**Quoted passage:**
* START *
I’ve always been opposed to online education for the purpose of awarding a degree, because quite apart from the serious limitations on interaction with students, you don’t know who’s doing the work. I smile at the extraordinary naïveté of people who say that online students do better in comparable classes then seated students, so online classes must be successful. The reason they get better grades is that it’s much easier to cheat in online classes. Most online classes don’t even consider the possibility of cheating, they simply ignore it. Or at most the instructors say “they’re only cheating themselves,” which is also extraordinarily naïve. In fact there cheating all the other people trying to get degrees, because they’re getting a degree the easy way, and in our litigious society a piece of paper, a degree, has become very important in getting hired.
You pay for convenience, and correspondingly lose efficiency and quality. Education should not focus on “convenient”, but that’s what we’ve done as it is treated more and more as a commodity.
* END *
**Stated exercise 1:**
From the passage on online education, reproduce word for word the part that opens with the words containing "You pay for" and closes with "as a commodity.".

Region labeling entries
* START *
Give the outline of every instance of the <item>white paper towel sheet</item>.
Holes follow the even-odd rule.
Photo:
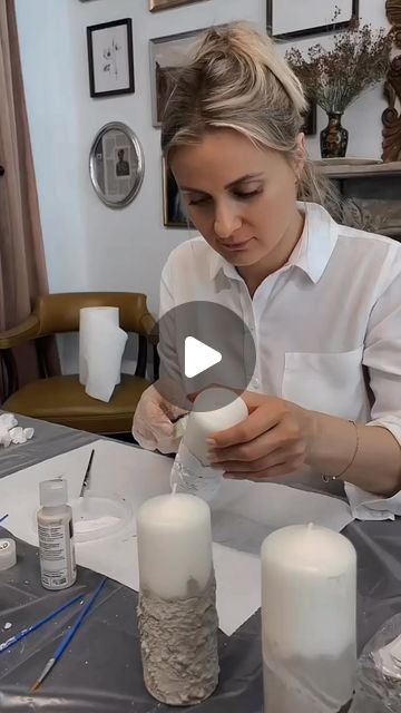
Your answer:
[[[108,402],[121,380],[128,335],[118,307],[84,307],[79,313],[79,381],[92,399]]]
[[[9,512],[7,528],[16,537],[38,545],[39,482],[62,476],[68,480],[69,499],[77,498],[92,448],[92,490],[126,498],[134,512],[147,498],[169,492],[169,458],[99,440],[0,479],[0,509]],[[261,606],[260,558],[254,553],[265,535],[310,521],[340,531],[352,515],[348,504],[336,498],[274,484],[225,481],[213,505],[213,556],[223,632],[233,634]],[[76,547],[78,564],[138,589],[135,521],[114,538]]]

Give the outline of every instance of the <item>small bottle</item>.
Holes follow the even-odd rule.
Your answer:
[[[77,578],[72,510],[67,505],[67,481],[39,484],[38,512],[41,583],[46,589],[66,589]]]
[[[223,484],[223,470],[211,468],[206,439],[246,419],[247,407],[228,389],[211,388],[194,401],[175,458],[170,485],[175,492],[196,495],[211,502]]]

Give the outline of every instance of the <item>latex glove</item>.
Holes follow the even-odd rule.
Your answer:
[[[9,431],[13,443],[26,443],[32,438],[33,432],[32,428],[21,428],[20,426],[17,426]]]
[[[10,428],[14,428],[14,426],[18,426],[18,421],[13,413],[1,413],[0,416],[1,431],[3,431],[3,429],[7,429],[9,431]]]
[[[11,443],[10,431],[7,428],[0,428],[0,446],[8,448]]]
[[[139,446],[160,453],[175,453],[183,434],[183,423],[174,423],[187,411],[162,397],[153,384],[140,397],[135,411],[133,436]]]

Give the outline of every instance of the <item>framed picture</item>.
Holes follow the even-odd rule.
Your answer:
[[[87,27],[91,97],[133,94],[134,51],[130,18]]]
[[[194,4],[194,2],[202,2],[202,0],[149,0],[149,10],[157,12],[158,10],[178,8],[182,4]]]
[[[186,227],[193,228],[183,197],[178,191],[178,186],[172,170],[162,159],[163,172],[163,224],[165,227]]]
[[[267,0],[267,31],[280,39],[296,39],[341,30],[359,17],[359,0],[302,0],[291,12],[283,0]]]
[[[179,68],[186,62],[205,29],[150,40],[151,123],[160,126],[166,101]]]

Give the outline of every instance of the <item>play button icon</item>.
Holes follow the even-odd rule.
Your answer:
[[[195,336],[187,336],[185,339],[184,369],[185,375],[188,377],[188,379],[197,377],[203,371],[218,364],[222,359],[221,352],[212,349],[212,346],[207,346],[204,342],[199,342]]]
[[[192,408],[189,394],[217,384],[229,389],[234,401],[254,377],[256,349],[251,330],[239,314],[222,304],[200,300],[179,304],[159,319],[156,336],[160,378],[155,387],[180,409]]]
* END *
**Stated exercise 2:**
Write out the rows word for word, starting with the line that contains "Give the outline of every instance of the <item>framed" and continuing through the last line of the rows.

**Worked answer 1:**
You pay for convenience, and correspondingly lose efficiency and quality. Education should not focus on “convenient”, but that’s what we’ve done as it is treated more and more as a commodity.

**Worked answer 2:**
Give the outline of every instance of the <item>framed picture</item>.
Holes follow the even-odd rule.
Your answer:
[[[87,27],[91,97],[133,94],[134,51],[130,18]]]
[[[194,4],[194,2],[202,2],[202,0],[149,0],[149,10],[157,12],[158,10],[178,8],[182,4]]]
[[[186,227],[193,228],[183,197],[178,191],[178,186],[172,170],[162,159],[163,172],[163,224],[165,227]]]
[[[267,0],[267,31],[280,39],[296,39],[341,30],[359,17],[359,0],[302,0],[291,12],[283,0]]]
[[[179,68],[186,62],[205,29],[150,40],[151,123],[160,126],[166,101]]]

Give the outline of every instance of the <item>play button icon</item>.
Holes follow the even-odd rule.
Your answer:
[[[195,336],[187,336],[185,339],[184,369],[185,375],[188,377],[188,379],[197,377],[203,371],[218,364],[222,359],[221,352],[212,349],[212,346],[207,346],[204,342],[199,342]]]
[[[192,408],[189,394],[217,384],[229,389],[234,401],[254,377],[256,349],[251,330],[239,314],[222,304],[200,300],[179,304],[159,319],[156,336],[160,378],[155,387],[180,409]]]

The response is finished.